§ **Stated problem**
Starting with the line containing "One marker serves each instance of the primary" and going on through the end of the material, write those lines out again, substituting "point" for every "marker" and changing nothing else.

§ **Excerpted data**

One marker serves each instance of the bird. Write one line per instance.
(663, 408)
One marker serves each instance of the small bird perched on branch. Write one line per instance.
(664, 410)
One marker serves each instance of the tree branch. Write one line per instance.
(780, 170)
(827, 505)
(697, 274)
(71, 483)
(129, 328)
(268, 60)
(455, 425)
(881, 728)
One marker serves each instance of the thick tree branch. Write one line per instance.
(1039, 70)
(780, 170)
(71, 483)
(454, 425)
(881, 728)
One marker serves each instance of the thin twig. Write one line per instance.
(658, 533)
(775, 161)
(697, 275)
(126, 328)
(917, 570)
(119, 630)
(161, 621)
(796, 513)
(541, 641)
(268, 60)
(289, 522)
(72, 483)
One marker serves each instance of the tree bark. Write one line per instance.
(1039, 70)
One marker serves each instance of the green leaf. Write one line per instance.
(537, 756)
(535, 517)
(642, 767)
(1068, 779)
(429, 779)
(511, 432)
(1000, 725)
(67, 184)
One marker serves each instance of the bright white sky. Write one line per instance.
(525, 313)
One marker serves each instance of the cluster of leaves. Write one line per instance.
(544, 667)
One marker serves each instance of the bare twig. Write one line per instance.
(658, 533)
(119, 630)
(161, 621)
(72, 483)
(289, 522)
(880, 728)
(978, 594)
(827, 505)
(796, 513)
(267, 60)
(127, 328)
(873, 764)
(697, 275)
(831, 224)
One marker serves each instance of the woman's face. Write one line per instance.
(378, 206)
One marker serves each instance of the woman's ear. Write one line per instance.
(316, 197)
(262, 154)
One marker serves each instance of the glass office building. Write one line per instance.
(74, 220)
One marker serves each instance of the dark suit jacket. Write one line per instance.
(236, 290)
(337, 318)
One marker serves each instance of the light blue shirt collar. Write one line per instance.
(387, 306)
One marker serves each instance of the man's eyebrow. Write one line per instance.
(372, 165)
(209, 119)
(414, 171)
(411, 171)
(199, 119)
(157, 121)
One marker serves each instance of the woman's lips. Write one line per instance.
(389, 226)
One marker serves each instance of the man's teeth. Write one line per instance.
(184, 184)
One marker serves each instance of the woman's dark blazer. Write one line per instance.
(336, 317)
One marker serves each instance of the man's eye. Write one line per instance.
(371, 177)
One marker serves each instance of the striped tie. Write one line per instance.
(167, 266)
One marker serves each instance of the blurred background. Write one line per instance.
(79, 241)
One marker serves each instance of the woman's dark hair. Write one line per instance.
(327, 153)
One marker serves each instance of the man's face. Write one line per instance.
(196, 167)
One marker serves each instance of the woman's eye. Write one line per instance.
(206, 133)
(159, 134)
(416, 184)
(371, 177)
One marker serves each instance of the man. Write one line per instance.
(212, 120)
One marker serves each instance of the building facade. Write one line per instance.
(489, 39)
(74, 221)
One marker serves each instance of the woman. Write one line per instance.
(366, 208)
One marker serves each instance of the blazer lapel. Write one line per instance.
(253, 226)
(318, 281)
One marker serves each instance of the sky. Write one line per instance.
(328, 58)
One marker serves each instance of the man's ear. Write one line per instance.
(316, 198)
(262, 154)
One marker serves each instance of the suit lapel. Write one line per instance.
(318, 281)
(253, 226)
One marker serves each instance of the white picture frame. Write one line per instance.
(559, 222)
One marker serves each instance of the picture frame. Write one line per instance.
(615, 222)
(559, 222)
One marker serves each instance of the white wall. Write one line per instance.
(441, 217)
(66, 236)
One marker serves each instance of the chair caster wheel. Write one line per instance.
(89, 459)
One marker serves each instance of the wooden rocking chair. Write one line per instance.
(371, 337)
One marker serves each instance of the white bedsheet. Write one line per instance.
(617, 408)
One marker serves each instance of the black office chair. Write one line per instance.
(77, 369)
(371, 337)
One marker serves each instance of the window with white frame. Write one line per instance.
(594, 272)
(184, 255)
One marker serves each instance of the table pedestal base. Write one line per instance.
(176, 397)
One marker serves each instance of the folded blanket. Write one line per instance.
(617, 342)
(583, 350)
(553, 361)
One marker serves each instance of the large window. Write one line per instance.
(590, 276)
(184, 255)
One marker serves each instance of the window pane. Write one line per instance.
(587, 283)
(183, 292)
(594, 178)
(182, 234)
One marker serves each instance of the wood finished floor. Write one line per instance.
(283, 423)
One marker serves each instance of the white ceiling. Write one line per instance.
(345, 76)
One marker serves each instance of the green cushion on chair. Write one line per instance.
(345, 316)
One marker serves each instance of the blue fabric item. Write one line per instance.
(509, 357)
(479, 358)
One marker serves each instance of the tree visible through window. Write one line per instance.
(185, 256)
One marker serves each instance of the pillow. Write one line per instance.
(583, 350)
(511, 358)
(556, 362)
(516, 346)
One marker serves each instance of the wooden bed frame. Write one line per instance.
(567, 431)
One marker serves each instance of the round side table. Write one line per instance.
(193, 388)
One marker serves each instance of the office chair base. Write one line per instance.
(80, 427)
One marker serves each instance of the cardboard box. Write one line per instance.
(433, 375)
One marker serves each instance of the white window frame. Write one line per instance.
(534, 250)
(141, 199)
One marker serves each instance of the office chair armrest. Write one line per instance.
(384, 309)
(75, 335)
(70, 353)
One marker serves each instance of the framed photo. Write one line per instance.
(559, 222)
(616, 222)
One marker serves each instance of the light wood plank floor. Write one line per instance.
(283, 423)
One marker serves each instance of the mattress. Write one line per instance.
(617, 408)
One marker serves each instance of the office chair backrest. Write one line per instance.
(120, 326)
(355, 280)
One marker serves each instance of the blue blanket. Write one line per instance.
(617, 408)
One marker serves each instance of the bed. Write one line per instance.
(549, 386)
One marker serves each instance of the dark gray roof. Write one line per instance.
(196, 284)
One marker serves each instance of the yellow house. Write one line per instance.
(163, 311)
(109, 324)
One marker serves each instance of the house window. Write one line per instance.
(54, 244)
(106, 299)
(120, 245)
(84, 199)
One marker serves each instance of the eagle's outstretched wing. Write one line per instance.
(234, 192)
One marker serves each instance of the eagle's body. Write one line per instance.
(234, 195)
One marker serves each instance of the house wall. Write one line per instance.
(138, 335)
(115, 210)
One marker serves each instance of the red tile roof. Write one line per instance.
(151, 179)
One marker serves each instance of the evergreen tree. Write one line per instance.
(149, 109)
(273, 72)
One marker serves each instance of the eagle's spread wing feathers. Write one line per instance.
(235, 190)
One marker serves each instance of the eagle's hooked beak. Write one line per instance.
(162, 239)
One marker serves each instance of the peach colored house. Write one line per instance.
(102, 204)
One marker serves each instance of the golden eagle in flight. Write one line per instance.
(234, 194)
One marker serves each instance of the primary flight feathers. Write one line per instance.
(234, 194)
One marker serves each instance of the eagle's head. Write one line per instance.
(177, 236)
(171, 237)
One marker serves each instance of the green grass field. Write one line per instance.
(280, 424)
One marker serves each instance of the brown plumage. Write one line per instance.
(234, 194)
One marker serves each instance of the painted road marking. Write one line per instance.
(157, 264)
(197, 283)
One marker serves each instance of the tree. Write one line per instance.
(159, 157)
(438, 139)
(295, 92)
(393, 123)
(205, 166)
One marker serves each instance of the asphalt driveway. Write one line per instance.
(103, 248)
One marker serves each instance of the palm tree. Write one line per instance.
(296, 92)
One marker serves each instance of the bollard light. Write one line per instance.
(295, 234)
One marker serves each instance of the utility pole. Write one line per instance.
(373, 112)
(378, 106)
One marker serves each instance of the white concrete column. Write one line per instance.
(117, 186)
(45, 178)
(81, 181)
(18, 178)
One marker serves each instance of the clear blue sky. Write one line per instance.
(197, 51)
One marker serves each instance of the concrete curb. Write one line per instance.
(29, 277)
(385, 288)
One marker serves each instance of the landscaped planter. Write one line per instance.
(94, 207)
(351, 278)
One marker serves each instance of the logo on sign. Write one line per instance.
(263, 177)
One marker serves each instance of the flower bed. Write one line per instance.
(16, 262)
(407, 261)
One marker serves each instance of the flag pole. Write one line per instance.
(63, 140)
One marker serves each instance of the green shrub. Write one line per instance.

§ **Response for this exercise**
One point serves each instance of the primary flight feathers. Write one line per instance.
(234, 194)
One point serves each instance of the eagle's head. Write one line per instance.
(177, 236)
(171, 237)
One point serves each instance of the green grass field. Write one line per instance.
(280, 424)
One point serves each instance of the brown plumage. Write one line per instance.
(234, 194)
One point serves each instance of the painted road marking. Write one line per instance.
(157, 264)
(197, 283)
One point serves each instance of the tree. Write one line per instance.
(159, 157)
(438, 139)
(295, 92)
(393, 123)
(205, 166)
One point serves each instance of the asphalt driveway. Write one line per instance.
(103, 248)
One point serves each instance of the palm tree. Write one line per instance.
(296, 92)
One point serves each instance of the bollard light. Write one line per instance.
(295, 234)
One point serves each instance of the utility pole. Write one line per instance.
(373, 112)
(378, 106)
One point serves each instance of the white concrete column. Write one line per instance.
(117, 186)
(45, 178)
(81, 181)
(18, 178)
One point serves each instance of the clear blue sky. Write one line per instance.
(197, 51)
One point serves each instance of the concrete curb. Write one line per instance.
(29, 277)
(385, 288)
One point serves each instance of the landscaped planter. Write one line per instance.
(94, 207)
(351, 278)
One point serves each instance of the logo on sign. Write one line per instance.
(263, 177)
One point serves each instance of the flower bed. Write one line per instance.
(16, 262)
(407, 261)
One point serves each instance of the flag pole. Write one line per instance.
(63, 140)
One point serves each instance of the green shrub. Write one line per instance.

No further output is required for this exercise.